__Work instructions__. Work through the listing below and count the lines that hold "this". Answer with the number alone.

__Data under study__.

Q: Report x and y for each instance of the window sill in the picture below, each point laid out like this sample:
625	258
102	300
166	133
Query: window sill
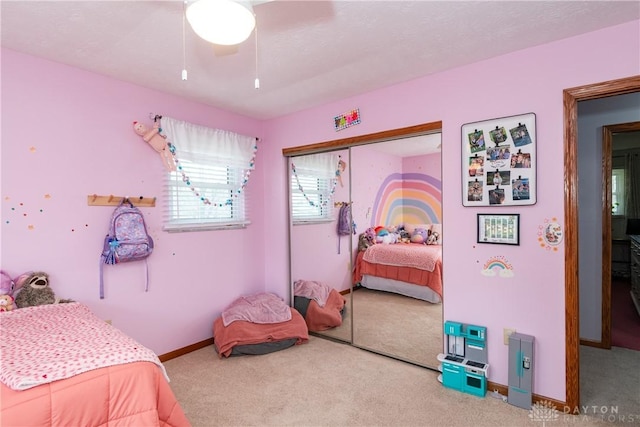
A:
313	221
204	227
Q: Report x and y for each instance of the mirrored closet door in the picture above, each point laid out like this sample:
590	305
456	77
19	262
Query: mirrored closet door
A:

__Exercise response__. 2